▶ What this task involves
A faithful, word-for-word copy of the data below is required, without pictures.

▶ Data for analysis
________________________

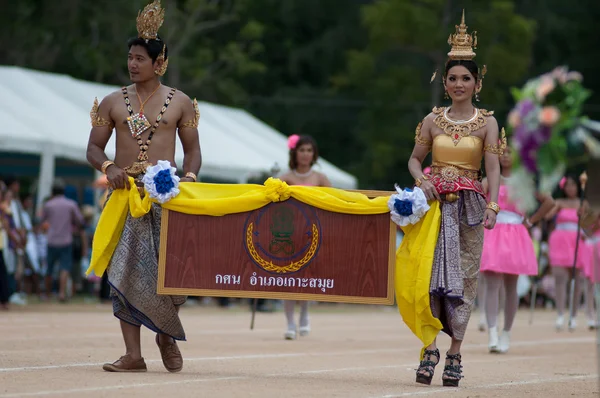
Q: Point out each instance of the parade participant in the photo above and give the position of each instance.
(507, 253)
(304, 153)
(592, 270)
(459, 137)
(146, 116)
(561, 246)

________________________

▶ Exercise result
Q: Point out each instance of the parade participant in the photo above and give the position of each instance.
(507, 253)
(304, 153)
(592, 270)
(459, 137)
(146, 116)
(561, 246)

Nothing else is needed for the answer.